- **Tugas Tertulis 1**: Salin persis sebagian teks tentang hutan mangrove, mulai dari kata-kata yang memuat "Indonesia memiliki luasan" dan berhenti setelah "mengalami kerusakan/ deforestasi.".
- **Tugas Tertulis 2**: Tolong tentukan apakah setiap pernyataan berikut sesuai dengan teks tentang hutan mangrove. Jawab ya atau tidak untuk tiap pernyataan, lalu kutip persis kata-kata dari teks yang menjadi penentunya. (a) Indonesia memiliki 25% dari keseluruhan luas hutan mangrove dunia. (b) Pada tahun 2012, kurang dari separuh hutan mangrove di Indonesia mengalami kerusakan. (c) Edy Hendras Wahyono adalah Direktur Pilar.

- **Kutipan untuk Dibaca**:
★ ★ ★
Indonesia memiliki luasan hutan mangrove terbesar didunia, yaitu 25% dari keseluruhan luas hutan mangrove dunia. Hutan mangrove memiliki peran penting sebagai barisan pertahanan pantai, mangrove menjadi bagian terbesar perisai terhadap hantaman gelombang laut di zona terluar daratan pulau. Hutan mangrove juga melindungi bagian dalam pulau secara efektif dari pengaruh gelombang dan badai yang terjadi. Mangrove merupakan pelindung dan sekaligus sumber nutrien bagi organisme yang hidup di tengahnya. Akan tetapi saat ini kondisi hutan mangrove di Indonesia mengalami kerusakan, pada tahun 2012 lebih dari 50% kondisi hutan mangrove di Indonesia mengalami kerusakan/ deforestasi.

Deforestasi yang terjadi umumnya disebabkan oleh penebangan kayu ilegal dan konversi hutan menjadi kolam dan tambak, pemukiman dan kebun kelapa sawit dan pertanian. Kondisi ini berdampak pada semakin kecilnya area berkembangbiak berbagai satwa seperti ikan dan burung, menurunnya populasi beberapa jenis ikan, udang dan kepiting mangrove, sehingga diperlukan langkah-langkah rehabilitasi mangrove agar kondisi hutan mangrove membaik. Lebih lanjut, Direktur Eksekutif Yapeka menyatakan bahwa mangrove perlu diselamatkan karena memberikan dampak positif bagi masyarakat yang ada di sekitar kawasan. “Perlu didorong pemanfaatan secara berkelanjutan, misalnya dengan ekowisata serta pendidikan lingkungan,” ungkap Edy Hendras Wahyono, Direktur Eksekutif Yapeka. Hal senada juga disampaikan Ismail, selaku Direktur Pilar bahwa keberadaan mangrove memberikan nilai ekonomi yang baik bagi masyarakat dibandingkan dengan tidak ada mangrove sama sekali. Tidak dipungkiri bahwa upaya pelestarian pesisir banyak mendapat tantangan karena pembangunan yang pesat selama ini. Namun dengan tekad yang kuat, pesisir yang terjaga dengan baik akan mendapatkan manfaat jangka panjang. Maruf Erawan, Direktur Kanopi Indonesia mengamini bahwa pemafaatan pesisir dapat dilakukan secara berkelanjutan tidak hanya untuk kebuhan sesaat. Saat ini, perhatian tidak hanya di kawasan dataran tinggi saja atau pegunungan, namun wilayah pesisir perlu mendapat perhatian pula, tambah Sonny dari Manengkel Solidaritas.
★ ★ ★
- **Butir dataset**:
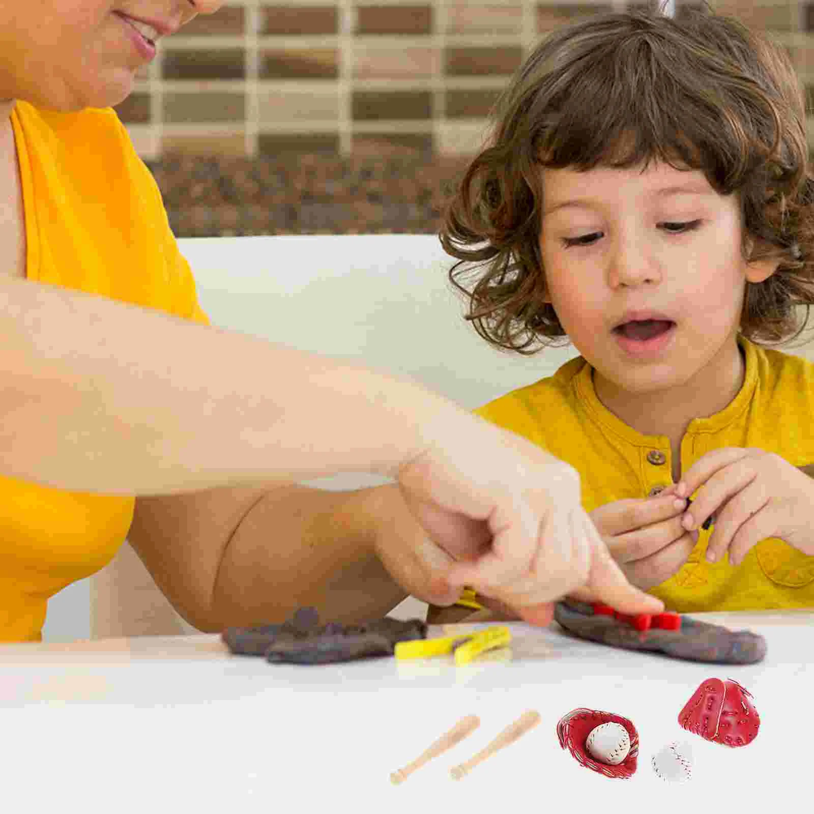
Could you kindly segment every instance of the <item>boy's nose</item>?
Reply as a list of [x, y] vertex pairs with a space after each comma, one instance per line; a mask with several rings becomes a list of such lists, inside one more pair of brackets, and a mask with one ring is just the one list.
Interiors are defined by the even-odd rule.
[[641, 286], [658, 282], [661, 274], [653, 258], [646, 252], [619, 247], [610, 260], [608, 282], [612, 288], [619, 286]]

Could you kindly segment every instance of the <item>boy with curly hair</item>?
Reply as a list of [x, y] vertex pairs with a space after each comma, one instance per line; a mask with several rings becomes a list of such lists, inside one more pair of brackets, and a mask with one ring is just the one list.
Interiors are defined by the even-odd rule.
[[[671, 610], [814, 606], [814, 364], [766, 347], [814, 301], [785, 53], [707, 7], [597, 15], [493, 113], [445, 213], [450, 278], [491, 344], [580, 356], [476, 412], [579, 471], [614, 558]], [[489, 596], [495, 558], [451, 584]]]

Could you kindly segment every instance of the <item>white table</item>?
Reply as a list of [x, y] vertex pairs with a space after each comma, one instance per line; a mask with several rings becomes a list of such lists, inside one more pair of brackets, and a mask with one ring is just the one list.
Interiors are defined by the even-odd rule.
[[[791, 811], [789, 795], [810, 806], [803, 738], [812, 720], [814, 610], [695, 615], [762, 633], [766, 659], [683, 662], [575, 640], [556, 624], [521, 623], [510, 625], [510, 660], [464, 667], [447, 656], [273, 665], [231, 655], [217, 635], [0, 646], [4, 807], [688, 814]], [[444, 632], [433, 626], [429, 635]], [[729, 749], [679, 726], [681, 707], [712, 676], [754, 695], [761, 727], [748, 746]], [[578, 707], [632, 720], [632, 778], [603, 777], [560, 749], [557, 722]], [[542, 716], [535, 729], [462, 780], [450, 778], [452, 766], [527, 709]], [[472, 713], [481, 720], [473, 734], [391, 784], [391, 772]], [[693, 744], [694, 777], [684, 785], [664, 783], [650, 764], [673, 740]]]

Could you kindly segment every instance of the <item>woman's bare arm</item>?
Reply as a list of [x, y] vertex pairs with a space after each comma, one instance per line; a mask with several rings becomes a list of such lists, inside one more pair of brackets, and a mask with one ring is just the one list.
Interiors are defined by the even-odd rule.
[[434, 412], [466, 414], [354, 364], [28, 281], [0, 282], [0, 473], [58, 488], [391, 475]]

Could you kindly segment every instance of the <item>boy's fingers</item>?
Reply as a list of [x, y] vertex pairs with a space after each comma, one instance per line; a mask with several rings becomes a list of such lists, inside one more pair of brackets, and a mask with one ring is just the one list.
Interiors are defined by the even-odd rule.
[[687, 533], [681, 519], [681, 513], [676, 512], [667, 520], [608, 540], [608, 549], [613, 558], [622, 565], [647, 559]]
[[643, 526], [651, 526], [663, 520], [668, 520], [681, 514], [687, 507], [687, 501], [673, 494], [663, 492], [657, 497], [642, 501], [633, 508], [633, 523], [628, 531], [634, 531]]

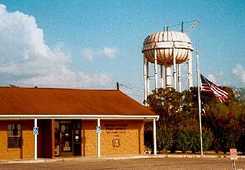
★ ★ ★
- **Jawaban Tugas 1**:
Indonesia memiliki luasan hutan mangrove terbesar didunia, yaitu 25% dari keseluruhan luas hutan mangrove dunia. Hutan mangrove memiliki peran penting sebagai barisan pertahanan pantai, mangrove menjadi bagian terbesar perisai terhadap hantaman gelombang laut di zona terluar daratan pulau. Hutan mangrove juga melindungi bagian dalam pulau secara efektif dari pengaruh gelombang dan badai yang terjadi. Mangrove merupakan pelindung dan sekaligus sumber nutrien bagi organisme yang hidup di tengahnya. Akan tetapi saat ini kondisi hutan mangrove di Indonesia mengalami kerusakan, pada tahun 2012 lebih dari 50% kondisi hutan mangrove di Indonesia mengalami kerusakan/ deforestasi.

- **Jawaban Tugas 2**:
(a) Ya: "yaitu 25% dari keseluruhan luas hutan mangrove dunia"
(b) Tidak: "lebih dari 50% kondisi hutan mangrove di Indonesia mengalami kerusakan"
(c) Tidak: "Edy Hendras Wahyono, Direktur Eksekutif Yapeka"